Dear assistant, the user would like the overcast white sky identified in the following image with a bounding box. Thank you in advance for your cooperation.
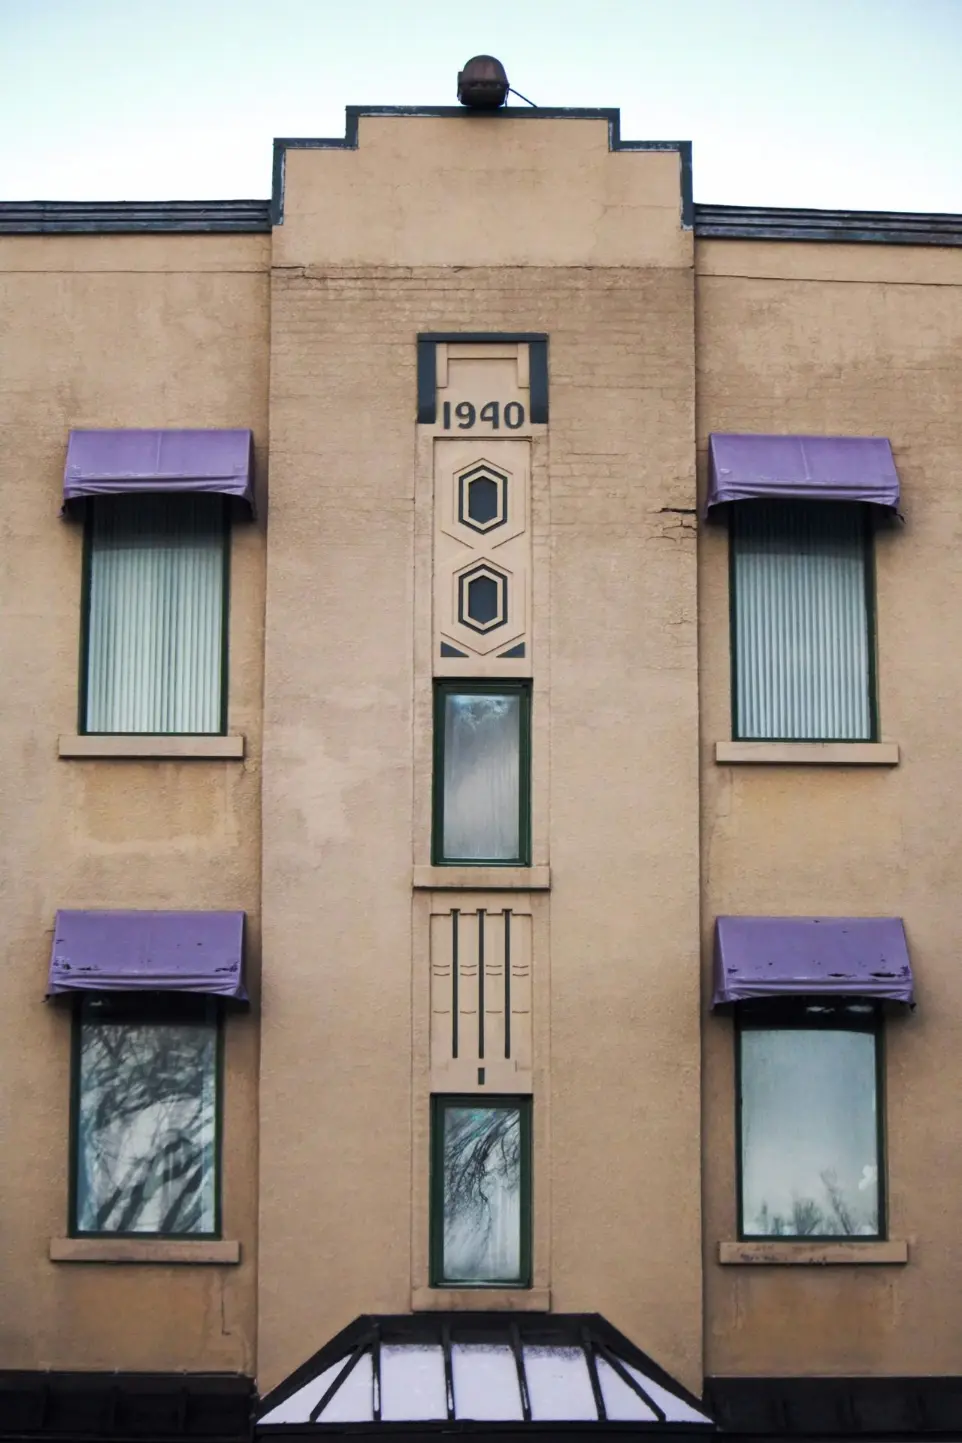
[2,0,961,212]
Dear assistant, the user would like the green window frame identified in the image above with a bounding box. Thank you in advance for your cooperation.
[729,499,878,742]
[79,494,231,736]
[69,993,222,1239]
[430,1095,532,1288]
[736,999,885,1242]
[432,681,531,866]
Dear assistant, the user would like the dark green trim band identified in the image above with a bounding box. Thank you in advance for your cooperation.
[272,111,692,228]
[417,334,549,425]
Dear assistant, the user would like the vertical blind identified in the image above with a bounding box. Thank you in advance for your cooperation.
[732,500,872,741]
[85,494,226,734]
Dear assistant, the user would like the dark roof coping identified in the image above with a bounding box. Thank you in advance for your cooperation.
[4,197,962,247]
[0,199,271,235]
[694,202,962,246]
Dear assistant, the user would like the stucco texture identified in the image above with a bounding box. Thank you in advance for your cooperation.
[697,238,962,1376]
[258,118,702,1394]
[11,109,962,1400]
[0,232,269,1373]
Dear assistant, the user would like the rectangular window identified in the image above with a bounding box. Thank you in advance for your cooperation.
[71,994,220,1237]
[430,1096,531,1287]
[731,500,875,741]
[433,682,531,865]
[82,494,229,735]
[737,1001,883,1239]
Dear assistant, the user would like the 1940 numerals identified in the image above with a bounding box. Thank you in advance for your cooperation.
[442,400,526,430]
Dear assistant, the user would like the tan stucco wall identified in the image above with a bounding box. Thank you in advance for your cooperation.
[0,232,269,1372]
[697,238,962,1376]
[9,116,962,1399]
[258,116,703,1393]
[275,115,688,269]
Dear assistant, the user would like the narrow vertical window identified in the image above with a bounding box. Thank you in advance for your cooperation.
[431,1096,531,1286]
[731,500,874,740]
[738,1001,883,1239]
[71,995,219,1237]
[433,682,530,864]
[83,494,228,734]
---------------
Repeat the material above word for word but skip the images.

## Response box
Dear assistant, the user would like the overcast white sky identified in the following image with a bounding box. Thank you in advance for your cooperation.
[2,0,961,212]
Dear assistant, the user would like the green window frame identified in the image above with a bounding box. Thank you in advance for your cooperation.
[729,499,878,742]
[79,494,231,736]
[69,993,222,1239]
[430,1095,532,1288]
[736,999,885,1242]
[432,681,531,866]
Dear assistant, the user would like the dark green trim band identified in the image above with a bounding box. Thank you in advance for your cooperation.
[272,111,692,228]
[417,334,549,425]
Dear assistant, the user would like the vertical blind identified in the image above with a bounding box. Thank you in advance for your cooperation.
[732,500,872,741]
[85,494,226,734]
Dear assistant, the user would like the dark roof coping identified in the image above with a bounding box. Thank you in advance for your cooperation.
[4,197,962,247]
[0,199,271,235]
[694,202,962,246]
Dear assistant, the user would like the stucco texture identified in the image above with a bounding box. Thank you in advance for your cooperation.
[697,238,962,1376]
[258,118,702,1394]
[11,109,962,1400]
[0,232,269,1373]
Dear assistant, the user would like the rectangular window identified in the image above with a bounding box. Thank you in advance for your cooperation.
[71,994,220,1237]
[430,1096,531,1287]
[731,500,875,741]
[433,682,531,865]
[82,494,229,735]
[737,1001,883,1239]
Dear assistant, the user would like the 1940 numerals identified in the image above with a bounding box. Thank you in advance for your cooperation.
[442,400,526,430]
Dear assistant, the user would like the tan stucco wall identified in the image above with a bounding box. Thank you in advance for your cooperation.
[0,232,269,1372]
[697,238,962,1376]
[9,116,962,1399]
[258,116,703,1393]
[275,115,688,269]
Dear assistant, the user would like the narrow vertical window identified in the image above with a bounding box. Thank you in advance for your cooperation.
[431,1096,531,1286]
[731,500,874,740]
[738,1001,883,1239]
[71,995,219,1237]
[433,682,530,864]
[83,494,228,734]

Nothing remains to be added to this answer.